* Start DATA SUPPLIED *
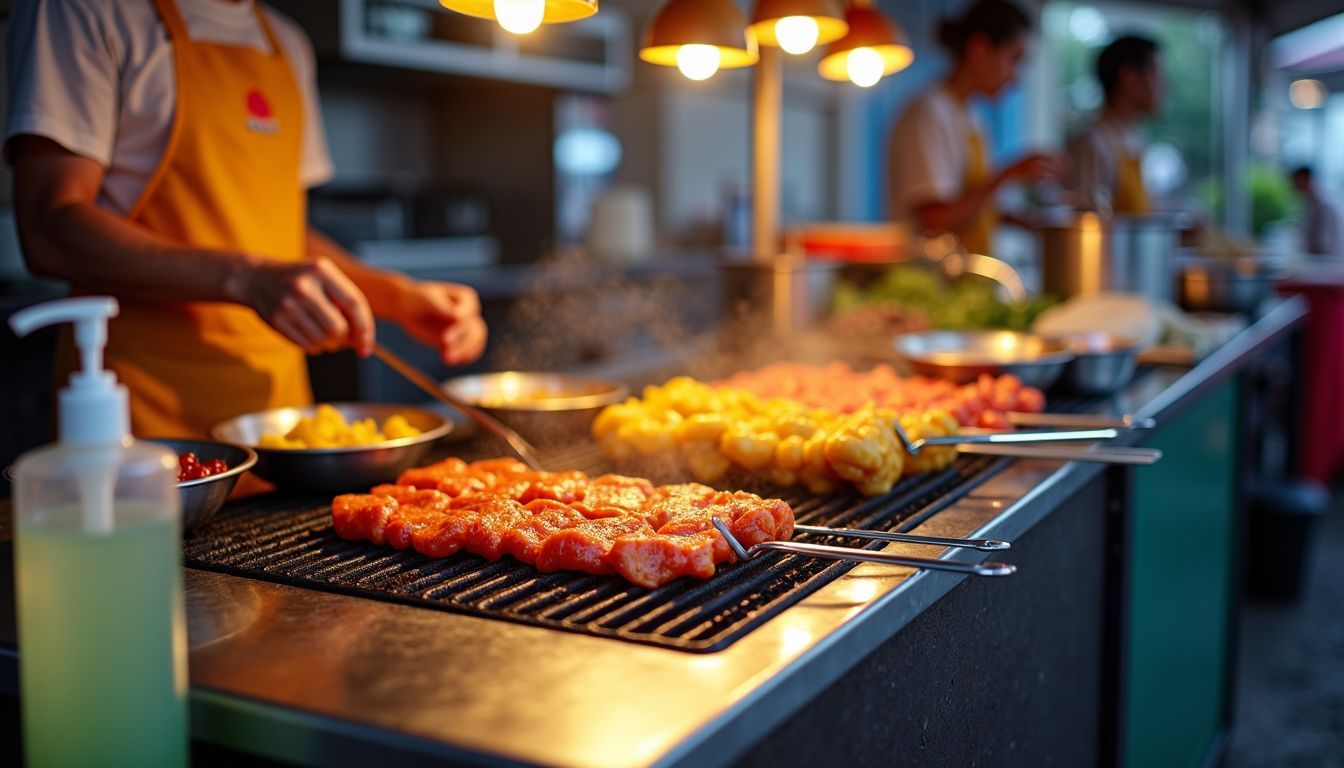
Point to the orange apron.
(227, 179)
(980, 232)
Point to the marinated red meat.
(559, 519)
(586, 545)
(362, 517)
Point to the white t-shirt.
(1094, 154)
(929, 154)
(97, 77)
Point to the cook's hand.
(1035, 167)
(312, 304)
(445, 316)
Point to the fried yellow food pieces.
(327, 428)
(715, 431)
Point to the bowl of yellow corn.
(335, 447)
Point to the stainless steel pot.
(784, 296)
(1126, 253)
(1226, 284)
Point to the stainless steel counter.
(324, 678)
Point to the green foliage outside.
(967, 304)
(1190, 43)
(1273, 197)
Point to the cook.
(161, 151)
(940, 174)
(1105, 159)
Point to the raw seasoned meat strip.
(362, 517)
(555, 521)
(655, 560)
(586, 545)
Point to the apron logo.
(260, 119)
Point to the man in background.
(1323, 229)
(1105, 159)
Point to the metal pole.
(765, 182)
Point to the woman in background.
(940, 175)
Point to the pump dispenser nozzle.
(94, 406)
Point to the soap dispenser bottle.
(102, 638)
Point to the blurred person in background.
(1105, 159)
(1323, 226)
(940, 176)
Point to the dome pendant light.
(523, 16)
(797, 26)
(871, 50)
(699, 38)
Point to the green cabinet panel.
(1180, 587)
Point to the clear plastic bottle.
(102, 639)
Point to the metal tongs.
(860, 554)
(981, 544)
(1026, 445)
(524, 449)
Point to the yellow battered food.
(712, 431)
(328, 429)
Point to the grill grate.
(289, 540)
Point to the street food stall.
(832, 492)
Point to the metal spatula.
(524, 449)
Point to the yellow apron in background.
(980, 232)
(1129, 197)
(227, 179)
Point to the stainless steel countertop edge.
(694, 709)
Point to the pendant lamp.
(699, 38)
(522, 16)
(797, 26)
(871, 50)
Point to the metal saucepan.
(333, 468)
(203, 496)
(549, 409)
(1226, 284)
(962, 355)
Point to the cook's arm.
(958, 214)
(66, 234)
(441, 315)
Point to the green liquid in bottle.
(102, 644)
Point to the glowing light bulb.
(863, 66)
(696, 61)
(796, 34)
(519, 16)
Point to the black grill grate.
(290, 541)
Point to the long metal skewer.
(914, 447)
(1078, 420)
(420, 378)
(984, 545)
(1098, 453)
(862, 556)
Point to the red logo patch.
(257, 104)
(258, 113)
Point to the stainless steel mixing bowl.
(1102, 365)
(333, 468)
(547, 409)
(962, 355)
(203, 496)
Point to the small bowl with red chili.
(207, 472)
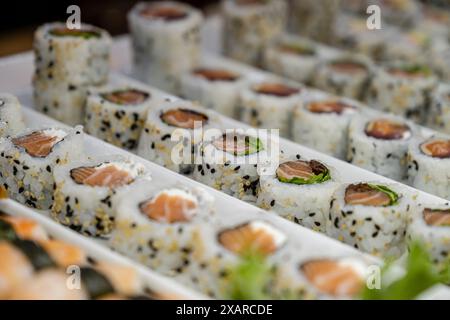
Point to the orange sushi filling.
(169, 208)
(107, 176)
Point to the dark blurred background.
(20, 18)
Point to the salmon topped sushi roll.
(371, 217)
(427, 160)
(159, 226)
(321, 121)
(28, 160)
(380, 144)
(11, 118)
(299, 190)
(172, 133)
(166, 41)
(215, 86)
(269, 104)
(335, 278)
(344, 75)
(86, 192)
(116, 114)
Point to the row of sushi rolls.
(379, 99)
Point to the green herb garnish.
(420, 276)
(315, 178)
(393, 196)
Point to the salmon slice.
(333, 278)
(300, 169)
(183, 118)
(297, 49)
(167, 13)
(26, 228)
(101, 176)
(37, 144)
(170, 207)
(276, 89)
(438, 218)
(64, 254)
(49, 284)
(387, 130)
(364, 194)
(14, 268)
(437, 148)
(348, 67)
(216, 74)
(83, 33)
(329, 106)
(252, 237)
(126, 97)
* End DATA SUPPLIED *
* Start DATA SUPPLIED *
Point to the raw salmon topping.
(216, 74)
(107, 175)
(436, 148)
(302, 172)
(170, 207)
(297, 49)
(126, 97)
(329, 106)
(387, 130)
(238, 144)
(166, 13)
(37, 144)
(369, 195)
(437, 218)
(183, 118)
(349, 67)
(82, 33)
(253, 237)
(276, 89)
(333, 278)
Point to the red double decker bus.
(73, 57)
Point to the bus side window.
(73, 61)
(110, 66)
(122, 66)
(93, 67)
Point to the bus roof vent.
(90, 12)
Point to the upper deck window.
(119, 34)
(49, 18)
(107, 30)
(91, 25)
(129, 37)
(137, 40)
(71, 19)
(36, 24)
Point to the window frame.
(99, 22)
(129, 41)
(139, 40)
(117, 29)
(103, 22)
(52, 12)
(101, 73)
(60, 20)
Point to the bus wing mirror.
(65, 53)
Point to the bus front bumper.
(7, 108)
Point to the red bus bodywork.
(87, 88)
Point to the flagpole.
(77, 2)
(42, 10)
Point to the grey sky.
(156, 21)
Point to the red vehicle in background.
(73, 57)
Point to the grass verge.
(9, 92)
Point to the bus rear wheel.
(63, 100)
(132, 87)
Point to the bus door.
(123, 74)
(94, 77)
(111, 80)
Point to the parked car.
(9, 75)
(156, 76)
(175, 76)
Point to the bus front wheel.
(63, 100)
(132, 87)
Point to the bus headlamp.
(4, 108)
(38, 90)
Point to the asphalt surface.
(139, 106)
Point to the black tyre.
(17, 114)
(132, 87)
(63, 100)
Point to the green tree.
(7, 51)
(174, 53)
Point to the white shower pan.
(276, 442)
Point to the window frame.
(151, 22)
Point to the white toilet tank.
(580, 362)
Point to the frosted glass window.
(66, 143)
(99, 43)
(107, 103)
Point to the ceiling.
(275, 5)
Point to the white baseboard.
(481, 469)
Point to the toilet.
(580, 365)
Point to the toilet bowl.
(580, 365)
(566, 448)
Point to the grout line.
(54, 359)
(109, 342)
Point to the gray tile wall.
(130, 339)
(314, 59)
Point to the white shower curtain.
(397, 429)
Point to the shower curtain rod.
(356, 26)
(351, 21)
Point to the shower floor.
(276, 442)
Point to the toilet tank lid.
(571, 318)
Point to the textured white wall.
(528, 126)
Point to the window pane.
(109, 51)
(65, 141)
* End DATA SUPPLIED *
THE TASK: Collect every row above that contains the word "black", copying each one in full. Case counts.

REPLY TO THE TASK:
Point to the black grill grate.
Point to the black tyre.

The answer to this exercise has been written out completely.